[Task prompt] Write out every entry below exactly as it appears. Pictures do not belong in the copy.

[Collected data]
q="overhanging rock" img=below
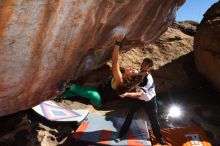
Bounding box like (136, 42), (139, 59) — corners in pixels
(0, 0), (184, 116)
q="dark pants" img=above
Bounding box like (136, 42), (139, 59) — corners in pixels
(118, 97), (163, 141)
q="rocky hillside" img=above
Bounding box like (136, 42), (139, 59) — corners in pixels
(120, 21), (196, 92)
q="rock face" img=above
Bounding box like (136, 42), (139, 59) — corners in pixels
(0, 0), (184, 116)
(194, 1), (220, 91)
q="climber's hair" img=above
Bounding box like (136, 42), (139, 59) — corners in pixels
(116, 68), (144, 94)
(112, 26), (128, 38)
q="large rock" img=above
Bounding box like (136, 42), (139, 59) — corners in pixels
(0, 0), (184, 116)
(194, 1), (220, 91)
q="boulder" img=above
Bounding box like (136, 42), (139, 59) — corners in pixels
(0, 0), (184, 116)
(171, 21), (198, 36)
(194, 1), (220, 91)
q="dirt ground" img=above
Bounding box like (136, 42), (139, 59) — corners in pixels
(0, 82), (219, 146)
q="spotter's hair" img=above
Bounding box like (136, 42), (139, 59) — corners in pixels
(143, 58), (153, 68)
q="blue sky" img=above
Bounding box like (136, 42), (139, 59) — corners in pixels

[Task result]
q="overhanging rock" img=below
Bounding box like (136, 42), (139, 59) — corners in pixels
(0, 0), (184, 116)
q="dark pants" img=above
Bounding box like (136, 42), (139, 59) — corners in pixels
(118, 97), (163, 141)
q="rocky hillside" img=above
Bounding box like (136, 42), (139, 59) — corners in pixels
(120, 21), (196, 92)
q="rock face" img=above
Bounding box like (136, 42), (139, 59) — corners in pixels
(0, 0), (184, 116)
(194, 1), (220, 91)
q="climber's hair" img=above
Bounding box like (136, 42), (139, 59) — corners in pixels
(116, 68), (144, 94)
(112, 26), (128, 38)
q="large rock" img=above
Bounding box like (136, 42), (139, 59) — corners in pixels
(0, 0), (184, 116)
(194, 1), (220, 91)
q="boulder" img=above
Bounding box like (136, 42), (139, 59) — corners in pixels
(0, 0), (184, 116)
(171, 21), (198, 36)
(194, 1), (220, 91)
q="dirt ground" img=above
Bounding box like (136, 42), (139, 59) — corners in pixels
(0, 82), (219, 146)
q="spotter's hair" img=above
Bounding box like (136, 42), (139, 59) — corners in pixels
(143, 58), (153, 68)
q="blue sky" img=above
Bounding box like (136, 42), (139, 59) — corners in pixels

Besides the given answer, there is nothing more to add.